(Stored records)
*** Begin section ***

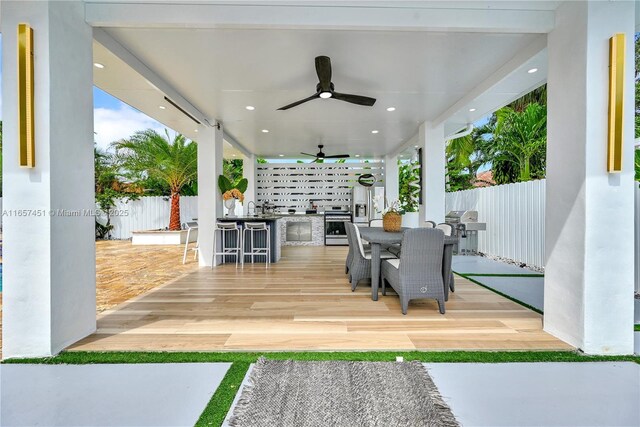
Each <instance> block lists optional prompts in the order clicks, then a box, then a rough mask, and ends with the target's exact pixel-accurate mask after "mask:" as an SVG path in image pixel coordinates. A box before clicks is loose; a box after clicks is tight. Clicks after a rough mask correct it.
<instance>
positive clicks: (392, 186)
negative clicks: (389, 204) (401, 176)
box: [384, 155, 400, 203]
mask: <svg viewBox="0 0 640 427" xmlns="http://www.w3.org/2000/svg"><path fill="white" fill-rule="evenodd" d="M384 197H385V198H386V199H387V202H388V203H391V202H393V201H394V200H398V198H399V197H400V180H399V177H398V156H397V155H393V156H385V157H384Z"/></svg>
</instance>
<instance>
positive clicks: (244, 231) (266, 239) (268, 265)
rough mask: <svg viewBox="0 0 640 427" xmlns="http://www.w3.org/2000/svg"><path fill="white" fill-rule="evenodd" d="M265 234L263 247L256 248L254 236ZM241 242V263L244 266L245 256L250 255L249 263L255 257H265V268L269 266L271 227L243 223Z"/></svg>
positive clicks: (269, 226)
mask: <svg viewBox="0 0 640 427" xmlns="http://www.w3.org/2000/svg"><path fill="white" fill-rule="evenodd" d="M247 233H249V241H248V242H249V250H248V251H247V248H246V245H247ZM256 233H258V236H260V233H265V240H264V241H265V242H266V245H265V246H261V245H260V246H256V244H255V234H256ZM242 240H243V242H244V245H243V247H242V262H243V264H242V265H243V266H244V257H245V255H251V263H253V262H254V260H255V256H264V257H265V263H264V264H265V268H269V264H271V227H270V226H269V224H267V223H265V222H245V223H244V230H242Z"/></svg>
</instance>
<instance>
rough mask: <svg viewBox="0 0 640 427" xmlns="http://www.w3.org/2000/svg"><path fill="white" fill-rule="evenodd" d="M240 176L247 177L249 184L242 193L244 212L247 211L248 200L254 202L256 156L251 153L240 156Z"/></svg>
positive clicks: (256, 186) (255, 177)
mask: <svg viewBox="0 0 640 427" xmlns="http://www.w3.org/2000/svg"><path fill="white" fill-rule="evenodd" d="M242 176H243V177H244V178H247V180H248V181H249V185H248V186H247V191H246V192H245V193H244V212H247V208H248V206H249V202H253V203H256V200H257V198H256V196H257V193H256V189H257V186H256V184H257V182H256V178H257V175H256V156H255V154H252V155H250V156H242Z"/></svg>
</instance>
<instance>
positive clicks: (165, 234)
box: [131, 230, 198, 245]
mask: <svg viewBox="0 0 640 427" xmlns="http://www.w3.org/2000/svg"><path fill="white" fill-rule="evenodd" d="M197 239H198V231H197V230H194V231H192V232H191V234H190V235H189V242H190V243H192V242H195V241H196V240H197ZM186 241H187V230H180V231H169V230H145V231H134V232H133V237H132V238H131V244H133V245H184V244H185V243H186Z"/></svg>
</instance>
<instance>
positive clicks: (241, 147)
mask: <svg viewBox="0 0 640 427" xmlns="http://www.w3.org/2000/svg"><path fill="white" fill-rule="evenodd" d="M224 140H225V141H227V142H228V143H229V144H231V145H232V146H233V148H235V149H236V150H238V151H239V152H241V153H242V154H243V155H244V156H245V157H250V156H251V155H253V153H252V152H251V151H249V150H247V148H246V147H245V146H244V145H242V144H240V143H239V142H238V140H237V139H236V138H235V137H234V136H233V135H231V134H230V133H228V132H227V131H226V130H225V131H224Z"/></svg>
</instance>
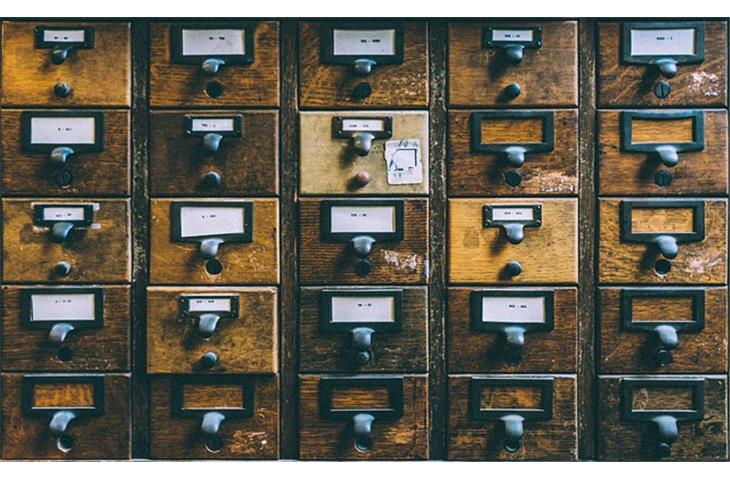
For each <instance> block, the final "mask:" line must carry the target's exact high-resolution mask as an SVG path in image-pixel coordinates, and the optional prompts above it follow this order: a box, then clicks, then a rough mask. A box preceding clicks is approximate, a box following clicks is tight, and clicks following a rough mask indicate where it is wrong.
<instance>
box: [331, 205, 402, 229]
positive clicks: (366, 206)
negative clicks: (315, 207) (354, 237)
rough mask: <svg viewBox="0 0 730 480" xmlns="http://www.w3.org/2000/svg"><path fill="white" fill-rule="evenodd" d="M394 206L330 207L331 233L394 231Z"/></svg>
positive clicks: (352, 206) (395, 218) (394, 212)
mask: <svg viewBox="0 0 730 480" xmlns="http://www.w3.org/2000/svg"><path fill="white" fill-rule="evenodd" d="M395 215H396V214H395V207H394V206H362V207H357V206H342V207H337V206H334V207H331V208H330V218H331V223H330V229H331V231H332V233H395V229H396V218H395Z"/></svg>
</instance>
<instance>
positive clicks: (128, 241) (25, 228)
mask: <svg viewBox="0 0 730 480" xmlns="http://www.w3.org/2000/svg"><path fill="white" fill-rule="evenodd" d="M130 249H131V244H130V233H129V201H128V200H121V199H120V200H99V199H91V198H88V199H87V198H84V199H74V200H71V199H53V198H49V199H44V200H42V201H36V200H32V199H28V198H23V199H7V198H6V199H3V280H4V281H5V282H8V283H11V282H60V283H69V282H72V283H115V282H129V281H130V269H131V262H130Z"/></svg>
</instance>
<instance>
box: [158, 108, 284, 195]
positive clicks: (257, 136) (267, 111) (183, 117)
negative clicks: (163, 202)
mask: <svg viewBox="0 0 730 480" xmlns="http://www.w3.org/2000/svg"><path fill="white" fill-rule="evenodd" d="M150 120H151V122H150V182H151V184H152V186H151V190H152V194H153V195H165V196H167V195H170V196H175V195H195V196H226V195H230V196H235V195H276V193H277V192H278V191H279V181H278V180H279V153H278V152H279V114H278V113H277V112H273V111H241V110H236V111H223V110H205V111H191V110H189V111H183V112H177V111H175V112H173V111H154V112H151V113H150Z"/></svg>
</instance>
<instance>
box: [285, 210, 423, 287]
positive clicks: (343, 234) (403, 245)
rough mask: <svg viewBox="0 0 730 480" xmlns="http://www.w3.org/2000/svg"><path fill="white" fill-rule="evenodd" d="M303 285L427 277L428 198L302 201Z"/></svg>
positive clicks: (334, 283) (401, 283) (377, 282)
mask: <svg viewBox="0 0 730 480" xmlns="http://www.w3.org/2000/svg"><path fill="white" fill-rule="evenodd" d="M299 224H300V225H301V230H300V235H301V237H300V254H299V273H300V277H301V283H302V284H328V285H332V284H335V285H337V284H340V285H342V284H345V285H347V284H357V285H368V284H382V283H386V284H399V283H401V284H414V283H425V282H426V280H427V278H428V267H427V264H428V201H427V200H425V199H424V200H420V199H419V200H416V199H407V200H404V199H378V200H372V199H362V198H358V199H335V200H323V199H302V200H300V202H299Z"/></svg>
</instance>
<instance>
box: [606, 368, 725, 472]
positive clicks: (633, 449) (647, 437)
mask: <svg viewBox="0 0 730 480" xmlns="http://www.w3.org/2000/svg"><path fill="white" fill-rule="evenodd" d="M623 378H625V377H623ZM631 378H636V377H631ZM641 378H646V379H651V378H670V379H671V378H688V377H682V376H679V375H674V376H671V377H657V376H642V377H641ZM689 378H696V377H689ZM704 378H705V389H704V390H705V407H704V409H705V417H704V419H703V420H702V421H700V422H679V423H678V425H679V437H678V438H677V440H676V441H675V442H674V443H673V444H672V454H671V456H669V457H667V458H665V460H670V461H671V460H677V461H698V460H714V461H718V460H727V376H719V375H717V376H715V375H713V376H707V377H704ZM621 379H622V377H619V376H600V377H599V378H598V427H599V428H598V438H597V441H598V444H597V449H596V452H597V453H598V459H599V460H606V461H631V460H633V461H648V460H652V461H655V460H658V459H657V458H656V455H655V453H654V444H655V442H656V436H655V435H656V433H655V432H656V426H655V425H653V424H652V423H651V422H635V421H626V420H623V419H622V418H621V410H620V408H621V407H620V398H621V393H620V392H621ZM672 393H673V392H672V390H670V391H669V392H665V394H664V398H665V399H666V400H667V405H671V400H670V399H671V397H670V395H672ZM659 401H660V400H659V399H656V400H655V402H657V403H658V402H659Z"/></svg>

*** End section ***

_Problem statement:_ Set down exactly the lines of the data above, beginning with the line that has "positive clicks: (244, 231)" and ending with the line that has "234L263 247L256 248L254", and no others.

_Answer below:_
positive clicks: (244, 231) (266, 239) (268, 265)
rough mask: <svg viewBox="0 0 640 427" xmlns="http://www.w3.org/2000/svg"><path fill="white" fill-rule="evenodd" d="M265 234L263 247L256 248L254 236ZM241 242V263L244 266L245 256L250 255L249 263L255 257H265V268L269 266L271 227L243 223Z"/></svg>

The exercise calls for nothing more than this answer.